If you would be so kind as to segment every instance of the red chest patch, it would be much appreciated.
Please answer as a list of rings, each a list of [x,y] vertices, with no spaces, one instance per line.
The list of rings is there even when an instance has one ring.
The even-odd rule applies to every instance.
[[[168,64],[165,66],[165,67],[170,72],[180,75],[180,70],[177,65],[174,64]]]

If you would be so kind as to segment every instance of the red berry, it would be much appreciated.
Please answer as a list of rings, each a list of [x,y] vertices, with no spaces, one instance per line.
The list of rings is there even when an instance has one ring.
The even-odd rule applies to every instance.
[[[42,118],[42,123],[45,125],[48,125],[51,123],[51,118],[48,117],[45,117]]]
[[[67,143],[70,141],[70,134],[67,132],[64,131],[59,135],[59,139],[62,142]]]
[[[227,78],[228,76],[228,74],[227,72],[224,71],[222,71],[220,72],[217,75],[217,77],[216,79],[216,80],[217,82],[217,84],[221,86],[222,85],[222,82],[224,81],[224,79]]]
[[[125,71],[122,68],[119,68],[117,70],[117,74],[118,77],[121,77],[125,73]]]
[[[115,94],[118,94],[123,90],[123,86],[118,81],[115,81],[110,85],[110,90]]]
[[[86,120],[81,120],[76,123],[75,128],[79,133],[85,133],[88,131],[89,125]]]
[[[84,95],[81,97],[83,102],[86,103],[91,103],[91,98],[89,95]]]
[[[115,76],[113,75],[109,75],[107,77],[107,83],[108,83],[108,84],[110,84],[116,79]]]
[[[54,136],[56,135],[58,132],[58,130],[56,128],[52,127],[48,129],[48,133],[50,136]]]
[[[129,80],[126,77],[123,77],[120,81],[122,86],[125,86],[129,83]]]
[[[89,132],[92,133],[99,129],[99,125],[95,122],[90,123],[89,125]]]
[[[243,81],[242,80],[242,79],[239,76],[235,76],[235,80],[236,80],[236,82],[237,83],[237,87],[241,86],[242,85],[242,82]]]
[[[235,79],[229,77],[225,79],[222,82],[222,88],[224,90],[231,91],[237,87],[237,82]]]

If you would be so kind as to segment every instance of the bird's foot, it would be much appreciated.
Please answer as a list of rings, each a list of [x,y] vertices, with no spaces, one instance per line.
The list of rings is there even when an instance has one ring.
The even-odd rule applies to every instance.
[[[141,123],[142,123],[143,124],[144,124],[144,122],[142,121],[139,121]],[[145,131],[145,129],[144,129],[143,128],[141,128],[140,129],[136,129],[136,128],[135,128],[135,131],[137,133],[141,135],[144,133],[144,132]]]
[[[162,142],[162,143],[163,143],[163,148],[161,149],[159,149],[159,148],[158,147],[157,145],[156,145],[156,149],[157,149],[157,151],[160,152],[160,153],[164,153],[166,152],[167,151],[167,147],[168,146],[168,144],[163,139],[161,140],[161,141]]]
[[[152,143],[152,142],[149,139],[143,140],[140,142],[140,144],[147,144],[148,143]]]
---
Short task:
Extract every line of the listing above and reproduce each one verbatim, in its original order.

Task response:
If you would be so kind as to segment every instance of the red chest patch, it would be much appreciated.
Please answer as a list of rings, each a list of [x,y] vertices, with no spaces, one instance per line.
The list of rings is there even when an instance has one ring.
The even-odd rule applies to every instance.
[[[168,64],[165,66],[165,67],[170,72],[180,75],[180,70],[177,65],[174,64]]]

If you would be so kind as to segment every instance of the red berry, it would be much appreciated.
Please answer as a list of rings, each a list of [x,y] vertices, with no spaces, one instance per line.
The list of rings is there even when an instance has one ring.
The even-odd rule applies to every instance.
[[[42,118],[42,123],[45,125],[48,125],[51,123],[51,118],[48,117],[45,117]]]
[[[67,143],[70,141],[70,134],[67,132],[64,131],[59,135],[59,139],[62,142]]]
[[[227,78],[228,76],[228,74],[227,72],[224,71],[222,71],[220,72],[217,75],[217,77],[216,79],[216,80],[217,82],[217,84],[221,86],[222,85],[222,82],[224,81],[224,79]]]
[[[125,71],[122,68],[119,68],[117,70],[117,74],[118,77],[121,77],[125,73]]]
[[[115,94],[118,94],[123,90],[123,86],[118,81],[115,81],[110,85],[110,90]]]
[[[86,120],[81,120],[76,123],[75,128],[79,133],[85,133],[88,131],[89,125]]]
[[[84,95],[81,97],[83,102],[86,103],[91,103],[91,98],[89,95]]]
[[[115,76],[113,75],[109,75],[107,77],[107,83],[108,83],[108,84],[110,84],[116,79]]]
[[[54,136],[56,135],[58,132],[58,130],[56,128],[52,127],[48,129],[48,133],[50,136]]]
[[[129,80],[126,77],[123,77],[120,81],[122,86],[125,86],[129,83]]]
[[[89,132],[92,133],[99,129],[99,125],[95,122],[90,123],[89,125]]]
[[[243,81],[242,80],[242,79],[239,76],[235,76],[235,80],[236,80],[236,82],[237,83],[237,87],[241,86],[242,85],[242,82]]]
[[[235,79],[229,77],[225,79],[222,82],[222,88],[224,90],[231,91],[237,87],[237,82]]]

If you would be so kind as to segment every instance of the bird's foot, it would be much appreciated.
Please answer as a list of rings, each a list of [x,y] vertices, with no spaces, one instance per line.
The list of rings is there even when an instance has one ring.
The even-odd rule applies to every instance.
[[[141,123],[142,123],[143,124],[144,124],[144,122],[142,121],[139,121]],[[145,131],[145,129],[144,129],[143,128],[141,128],[140,129],[136,129],[136,128],[135,128],[135,131],[137,133],[141,135],[144,133],[144,132]]]
[[[162,142],[162,143],[163,143],[163,148],[161,149],[159,149],[159,148],[158,147],[157,145],[156,145],[156,149],[157,149],[157,151],[160,152],[160,153],[164,153],[166,152],[167,151],[167,147],[168,146],[168,144],[163,139],[161,140],[161,141]]]
[[[152,143],[152,142],[149,139],[143,140],[140,142],[140,144],[147,144],[148,143]]]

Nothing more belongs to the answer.